TESTO DA LEGGERE =>
☆ ☆ ☆ ☆ ☆

Scrivo questo post il giorno della “festa della mamma” perché questa è la più bella che ho avuto negli ultimi 23 anni. E so già che la prossima sarà meglio!
Il mio primogenito, che ha appunto 23 anni, il prossimo ottobre ci renderà nonni mantenendo quella che penso sia la nostra migliore tradizione di famiglia: ne avevo 23 quando è nato lui; mia madre 19 quando sono nata io; sua madre 23 quando è nata lei; sua madre 29 quando è nata lei (ma a difesa della bisnonna Argia, la nonna Liliana era la sua quarta figlia).
Siamo gente che ha fretta di avere tutto e subito, un po’ incosciente agli sguardi esterni che vedo indiscretamente perplessi quando racconto che ho avuto Federico mentre ero ancora all’università e che anche a lui manca un anno per finire gli studi.
Ma, cara gente dallo sguardo perplesso e indiscreto, sappi che…
avere figli da giovani e diventare nonni giovani ha due vantaggi:
- hai l’energia per seguirli al meglio e quindi goderteli davvero. Avendo figliato a 23, 28 e 39 anni lo posso certificare personalmente con bollo di ceralacca: ho provato tutto il range di età e so di cosa parlo.
Per fortuna il terzo è nato buono come il pane e fermo come un sasso già di suo, perché se avesse avuto metà della personalità e della voglia di bruciare calorie del primo, francamente credo che avremmo dovuto darlo in affido.
Se anche a Federico e Caterina capiterà un bimbetto che fino ai sette anni va ad infilarsi nel loro letto alle 2 di notte, e alle 4 li sveglia per dirgli “scusate, mi ero assopito”, avere meno di 25 anni gli tornerà di molto bene.

☆ ☆ ☆ ☆ ☆

CONTENUTO DEL DATASET =>

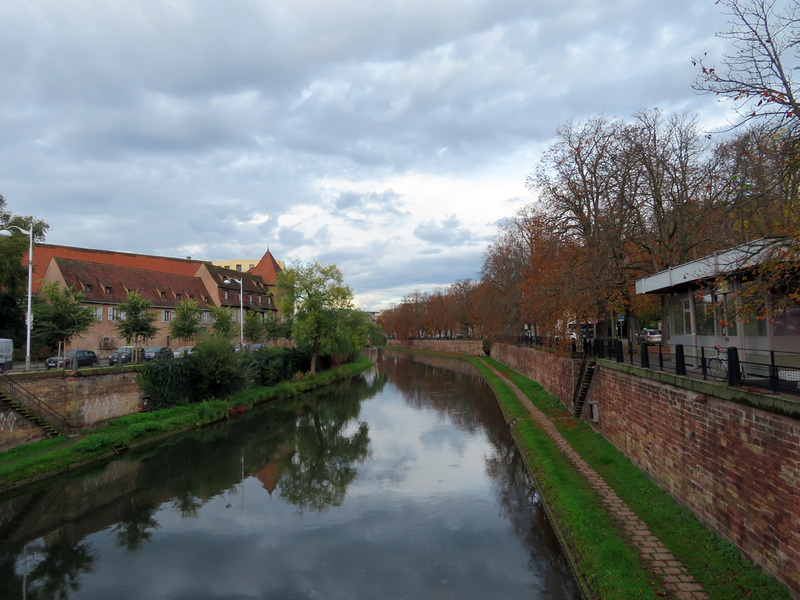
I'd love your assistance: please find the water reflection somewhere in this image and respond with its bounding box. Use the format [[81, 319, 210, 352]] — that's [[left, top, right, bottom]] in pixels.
[[0, 353, 579, 599]]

☆ ☆ ☆ ☆ ☆

IL TUO COMPITO =>
Ricopia dal post sulla festa della mamma il brano che comincia con le parole "Ma, cara gente" e si chiude dopo "darlo in affido.", senza cambiare nulla. Per questo lavoro il materiale non serve.

LA RISPOSTA =>
Ma, cara gente dallo sguardo perplesso e indiscreto, sappi che…
avere figli da giovani e diventare nonni giovani ha due vantaggi:
- hai l’energia per seguirli al meglio e quindi goderteli davvero. Avendo figliato a 23, 28 e 39 anni lo posso certificare personalmente con bollo di ceralacca: ho provato tutto il range di età e so di cosa parlo.
Per fortuna il terzo è nato buono come il pane e fermo come un sasso già di suo, perché se avesse avuto metà della personalità e della voglia di bruciare calorie del primo, francamente credo che avremmo dovuto darlo in affido.